For the records below, print the lines from the line with "Target: open mouth" through the line with "Target: player's shadow" exactly as written; include both end lines and exclude the rest.
+ + + +
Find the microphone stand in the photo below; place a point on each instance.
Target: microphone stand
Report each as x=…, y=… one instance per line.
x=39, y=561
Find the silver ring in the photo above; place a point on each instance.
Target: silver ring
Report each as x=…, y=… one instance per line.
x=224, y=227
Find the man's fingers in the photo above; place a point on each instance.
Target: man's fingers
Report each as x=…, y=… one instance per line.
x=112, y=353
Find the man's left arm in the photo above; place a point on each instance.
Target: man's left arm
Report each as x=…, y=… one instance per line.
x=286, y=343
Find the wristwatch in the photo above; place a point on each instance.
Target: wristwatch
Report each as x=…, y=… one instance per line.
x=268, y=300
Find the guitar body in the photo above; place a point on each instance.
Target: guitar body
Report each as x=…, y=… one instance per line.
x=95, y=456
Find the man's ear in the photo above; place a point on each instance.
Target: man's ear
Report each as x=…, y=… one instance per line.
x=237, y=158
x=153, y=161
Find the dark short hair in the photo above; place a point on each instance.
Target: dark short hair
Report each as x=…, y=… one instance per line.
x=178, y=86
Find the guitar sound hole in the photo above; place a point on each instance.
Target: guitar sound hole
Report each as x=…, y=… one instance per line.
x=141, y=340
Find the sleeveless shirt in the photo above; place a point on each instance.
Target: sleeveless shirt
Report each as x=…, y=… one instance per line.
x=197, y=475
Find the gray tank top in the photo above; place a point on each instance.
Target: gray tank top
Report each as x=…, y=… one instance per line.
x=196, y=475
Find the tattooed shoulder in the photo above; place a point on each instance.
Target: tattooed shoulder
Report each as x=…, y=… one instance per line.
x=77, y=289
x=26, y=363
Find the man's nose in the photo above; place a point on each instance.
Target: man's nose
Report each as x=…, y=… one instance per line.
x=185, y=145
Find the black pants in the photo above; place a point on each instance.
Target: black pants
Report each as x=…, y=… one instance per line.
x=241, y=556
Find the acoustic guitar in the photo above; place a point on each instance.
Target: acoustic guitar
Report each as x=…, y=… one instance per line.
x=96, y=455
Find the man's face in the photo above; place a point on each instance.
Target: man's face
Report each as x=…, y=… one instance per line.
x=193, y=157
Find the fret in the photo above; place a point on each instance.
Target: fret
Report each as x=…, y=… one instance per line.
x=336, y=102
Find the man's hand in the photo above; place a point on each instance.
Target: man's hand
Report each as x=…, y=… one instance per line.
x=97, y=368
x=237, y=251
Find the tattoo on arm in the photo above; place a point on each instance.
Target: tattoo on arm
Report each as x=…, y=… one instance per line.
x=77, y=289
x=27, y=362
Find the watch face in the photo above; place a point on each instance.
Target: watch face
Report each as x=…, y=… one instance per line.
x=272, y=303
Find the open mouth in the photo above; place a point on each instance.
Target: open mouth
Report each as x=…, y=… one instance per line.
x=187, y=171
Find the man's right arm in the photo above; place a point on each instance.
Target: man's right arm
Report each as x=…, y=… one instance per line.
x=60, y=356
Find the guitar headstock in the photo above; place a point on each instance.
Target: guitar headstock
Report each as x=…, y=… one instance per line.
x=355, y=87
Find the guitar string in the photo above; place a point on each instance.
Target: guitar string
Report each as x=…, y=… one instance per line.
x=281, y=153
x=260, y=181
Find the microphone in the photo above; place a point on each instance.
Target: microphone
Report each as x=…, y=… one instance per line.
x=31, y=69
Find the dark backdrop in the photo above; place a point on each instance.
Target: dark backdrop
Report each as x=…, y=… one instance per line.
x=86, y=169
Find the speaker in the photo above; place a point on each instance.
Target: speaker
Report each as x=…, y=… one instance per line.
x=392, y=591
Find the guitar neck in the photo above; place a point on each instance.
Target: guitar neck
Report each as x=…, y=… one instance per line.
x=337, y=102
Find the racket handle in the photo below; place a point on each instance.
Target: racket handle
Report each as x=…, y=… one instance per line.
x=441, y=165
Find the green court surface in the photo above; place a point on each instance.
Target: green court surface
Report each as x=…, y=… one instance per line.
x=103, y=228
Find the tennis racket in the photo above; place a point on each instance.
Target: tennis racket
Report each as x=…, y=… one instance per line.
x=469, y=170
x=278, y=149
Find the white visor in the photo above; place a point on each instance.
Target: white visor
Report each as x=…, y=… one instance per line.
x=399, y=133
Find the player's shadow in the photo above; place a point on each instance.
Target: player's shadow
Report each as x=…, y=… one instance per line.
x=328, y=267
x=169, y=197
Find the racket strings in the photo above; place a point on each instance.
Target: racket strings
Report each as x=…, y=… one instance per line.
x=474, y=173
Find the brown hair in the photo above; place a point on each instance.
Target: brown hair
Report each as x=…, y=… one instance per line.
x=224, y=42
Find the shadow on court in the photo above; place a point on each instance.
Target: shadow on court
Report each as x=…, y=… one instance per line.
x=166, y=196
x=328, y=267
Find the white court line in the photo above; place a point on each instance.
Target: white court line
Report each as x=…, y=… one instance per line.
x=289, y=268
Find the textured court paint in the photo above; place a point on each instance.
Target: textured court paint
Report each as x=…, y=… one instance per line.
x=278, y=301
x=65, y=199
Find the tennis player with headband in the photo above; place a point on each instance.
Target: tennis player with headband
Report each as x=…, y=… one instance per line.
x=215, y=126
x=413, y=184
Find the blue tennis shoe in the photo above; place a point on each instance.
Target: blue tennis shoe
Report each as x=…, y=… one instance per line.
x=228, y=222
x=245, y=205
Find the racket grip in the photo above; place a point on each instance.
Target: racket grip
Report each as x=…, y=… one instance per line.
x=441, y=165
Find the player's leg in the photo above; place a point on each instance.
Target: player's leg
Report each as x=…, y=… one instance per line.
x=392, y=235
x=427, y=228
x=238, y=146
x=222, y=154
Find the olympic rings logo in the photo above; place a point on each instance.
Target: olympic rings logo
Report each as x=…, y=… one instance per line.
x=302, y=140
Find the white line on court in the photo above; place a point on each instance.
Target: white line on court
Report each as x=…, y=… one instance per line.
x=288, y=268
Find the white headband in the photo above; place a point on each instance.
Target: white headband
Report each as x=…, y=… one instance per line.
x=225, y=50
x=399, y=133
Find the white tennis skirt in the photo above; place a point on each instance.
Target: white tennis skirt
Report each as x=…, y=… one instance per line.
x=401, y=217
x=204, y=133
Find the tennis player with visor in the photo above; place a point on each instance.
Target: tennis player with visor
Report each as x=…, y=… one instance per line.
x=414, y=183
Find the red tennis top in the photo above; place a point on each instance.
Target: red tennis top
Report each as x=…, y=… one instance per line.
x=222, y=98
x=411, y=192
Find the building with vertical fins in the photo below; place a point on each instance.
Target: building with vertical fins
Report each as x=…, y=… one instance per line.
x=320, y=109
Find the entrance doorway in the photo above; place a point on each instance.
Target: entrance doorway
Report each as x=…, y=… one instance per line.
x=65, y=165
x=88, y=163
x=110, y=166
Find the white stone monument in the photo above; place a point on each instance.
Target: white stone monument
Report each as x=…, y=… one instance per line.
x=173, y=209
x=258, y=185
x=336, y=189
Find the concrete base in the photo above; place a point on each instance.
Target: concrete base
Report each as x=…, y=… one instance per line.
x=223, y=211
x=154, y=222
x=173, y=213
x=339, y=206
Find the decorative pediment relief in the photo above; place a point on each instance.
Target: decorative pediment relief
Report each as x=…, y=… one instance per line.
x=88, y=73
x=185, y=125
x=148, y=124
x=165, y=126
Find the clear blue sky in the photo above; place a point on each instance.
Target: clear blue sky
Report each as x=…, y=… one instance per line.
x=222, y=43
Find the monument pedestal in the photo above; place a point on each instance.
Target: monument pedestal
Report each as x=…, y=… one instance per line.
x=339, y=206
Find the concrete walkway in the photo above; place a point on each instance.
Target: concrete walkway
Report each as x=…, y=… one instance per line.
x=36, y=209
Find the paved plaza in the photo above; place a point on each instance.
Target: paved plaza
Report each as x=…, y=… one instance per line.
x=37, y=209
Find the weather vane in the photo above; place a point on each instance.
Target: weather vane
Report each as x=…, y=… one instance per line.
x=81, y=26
+ + + +
▶ _ANSWER BOX_:
Target: open mouth
Report each as x=…, y=… one instance per line.
x=187, y=171
Find the man's right arm in the photo above; place a point on each instance.
Target: man's right arm
Report each as x=…, y=… one instance per line.
x=60, y=356
Find the guitar headstock in the photo above; place a point on each instance.
Target: guitar headstock
Report each as x=…, y=… one instance per line.
x=355, y=87
Find the guitar string in the photo above; place a point on each instance.
Target: guitar string
Report each as x=…, y=… one instance per line.
x=281, y=153
x=260, y=181
Find the microphone in the photo above; place a point on each instance.
Target: microphone
Report each as x=…, y=… one instance per line.
x=31, y=69
Find the dark backdrop in the photo above; place a point on each instance.
Target: dark backdrop
Report each as x=…, y=… one instance per line.
x=86, y=169
Find the speaker in the photo above; place a point on each instance.
Target: speaker
Report each as x=…, y=… one instance per line.
x=392, y=591
Find the guitar neck in the photo above; place a point on each instance.
Target: guitar neck
Report each as x=…, y=… one instance per line.
x=337, y=102
Find the racket handle in the photo below; place a point on each instance.
Target: racket handle
Report each as x=…, y=… one instance per line.
x=441, y=165
Find the green court surface in the photo above; place a point on each instance.
Target: green court surface
Report each as x=…, y=… one instance per line.
x=103, y=228
Find the tennis racket in the photo above; place a point on each instance.
Target: tennis racket
Report each as x=…, y=… one instance per line.
x=469, y=170
x=278, y=149
Find the white visor in the photo above; place a point on each instance.
Target: white visor
Report each as x=…, y=… one instance per line.
x=399, y=133
Find the player's shadow in the photo above; place a point on each instance.
Target: player's shadow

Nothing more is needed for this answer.